# [Excerpts from a dataset]
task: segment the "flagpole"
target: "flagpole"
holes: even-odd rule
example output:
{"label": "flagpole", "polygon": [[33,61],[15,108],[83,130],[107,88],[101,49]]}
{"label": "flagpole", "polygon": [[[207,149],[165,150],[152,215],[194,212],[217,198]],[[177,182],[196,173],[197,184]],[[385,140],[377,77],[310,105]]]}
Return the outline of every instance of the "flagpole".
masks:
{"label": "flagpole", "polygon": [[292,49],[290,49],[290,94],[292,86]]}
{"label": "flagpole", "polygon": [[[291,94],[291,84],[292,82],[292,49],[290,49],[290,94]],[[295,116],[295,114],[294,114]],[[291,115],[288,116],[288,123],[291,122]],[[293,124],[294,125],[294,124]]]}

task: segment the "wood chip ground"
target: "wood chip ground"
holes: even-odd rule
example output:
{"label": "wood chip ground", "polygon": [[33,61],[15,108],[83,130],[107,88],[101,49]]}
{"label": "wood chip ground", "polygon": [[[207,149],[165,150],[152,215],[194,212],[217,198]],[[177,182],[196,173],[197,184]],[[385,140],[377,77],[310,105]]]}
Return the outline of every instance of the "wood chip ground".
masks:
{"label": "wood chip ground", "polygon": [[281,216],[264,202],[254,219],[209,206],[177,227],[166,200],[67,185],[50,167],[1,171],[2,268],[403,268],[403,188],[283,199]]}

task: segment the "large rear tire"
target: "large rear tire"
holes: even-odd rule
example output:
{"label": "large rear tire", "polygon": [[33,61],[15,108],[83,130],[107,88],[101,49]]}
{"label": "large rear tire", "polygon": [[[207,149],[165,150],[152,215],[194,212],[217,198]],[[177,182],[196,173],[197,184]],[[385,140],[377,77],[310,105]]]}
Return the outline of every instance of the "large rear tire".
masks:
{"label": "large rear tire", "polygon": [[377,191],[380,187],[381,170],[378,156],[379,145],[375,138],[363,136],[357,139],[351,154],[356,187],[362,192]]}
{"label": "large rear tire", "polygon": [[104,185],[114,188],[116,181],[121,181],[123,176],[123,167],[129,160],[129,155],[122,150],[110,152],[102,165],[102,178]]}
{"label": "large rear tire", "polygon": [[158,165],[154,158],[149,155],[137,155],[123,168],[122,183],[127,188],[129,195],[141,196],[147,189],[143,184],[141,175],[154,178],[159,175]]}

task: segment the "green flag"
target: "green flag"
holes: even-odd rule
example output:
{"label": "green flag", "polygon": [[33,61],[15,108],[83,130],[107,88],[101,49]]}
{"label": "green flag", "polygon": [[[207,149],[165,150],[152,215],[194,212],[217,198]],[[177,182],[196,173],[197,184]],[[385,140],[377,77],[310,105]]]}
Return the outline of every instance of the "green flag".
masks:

# [What needs to be done]
Would you write down every record again, exactly?

# [Answer space]
task: segment the "flagpole"
target: "flagpole"
holes: even-odd rule
example output:
{"label": "flagpole", "polygon": [[33,61],[15,108],[83,130],[107,88],[101,49]]}
{"label": "flagpole", "polygon": [[[207,149],[165,150],[152,215],[194,212],[217,198]],[[177,182],[196,173],[197,184]],[[385,140],[377,77],[310,105]]]}
Return the outline of every instance of the "flagpole".
masks:
{"label": "flagpole", "polygon": [[292,49],[290,49],[290,94],[292,86]]}
{"label": "flagpole", "polygon": [[[291,94],[291,84],[292,82],[292,49],[290,49],[290,94]],[[295,116],[295,114],[294,114]],[[291,115],[288,116],[288,123],[291,122]],[[293,124],[294,125],[294,124]]]}

task: segment the "wood chip ground"
target: "wood chip ground"
holes: even-odd rule
example output:
{"label": "wood chip ground", "polygon": [[33,61],[15,108],[83,130],[107,88],[101,49]]}
{"label": "wood chip ground", "polygon": [[[207,149],[165,150],[152,215],[194,212],[217,198]],[[177,182],[196,173],[197,184]],[[385,140],[377,77],[310,105]]]}
Return the outline of every instance of the "wood chip ground".
masks:
{"label": "wood chip ground", "polygon": [[281,216],[264,202],[254,219],[209,206],[177,227],[166,200],[67,185],[50,167],[1,171],[2,268],[403,268],[403,188],[283,199]]}

task: segment the "large rear tire"
target: "large rear tire"
holes: even-odd rule
example output:
{"label": "large rear tire", "polygon": [[33,61],[15,108],[83,130],[107,88],[101,49]]}
{"label": "large rear tire", "polygon": [[[207,149],[165,150],[152,215],[194,212],[217,198]],[[177,182],[196,173],[197,184]],[[385,140],[377,77],[310,105]]]}
Return the outline of every instance of the "large rear tire".
masks:
{"label": "large rear tire", "polygon": [[377,191],[380,187],[381,170],[378,156],[379,145],[375,138],[363,136],[357,139],[351,154],[356,187],[362,192]]}
{"label": "large rear tire", "polygon": [[104,185],[114,188],[116,181],[121,181],[123,176],[123,167],[129,160],[129,155],[122,150],[110,152],[102,165],[102,178]]}
{"label": "large rear tire", "polygon": [[158,165],[154,158],[149,155],[137,155],[123,168],[122,183],[127,188],[129,195],[141,196],[147,189],[143,184],[141,175],[154,178],[159,175]]}

task: segment the "green flag"
target: "green flag"
holes: even-odd rule
example output:
{"label": "green flag", "polygon": [[33,61],[15,108],[83,130],[107,88],[101,49]]}
{"label": "green flag", "polygon": [[[207,149],[165,150],[152,215],[194,212],[217,198]],[[177,182],[196,173],[197,184]],[[385,140],[377,77],[310,105]]]}
Return the outline of every instance of the "green flag".
masks:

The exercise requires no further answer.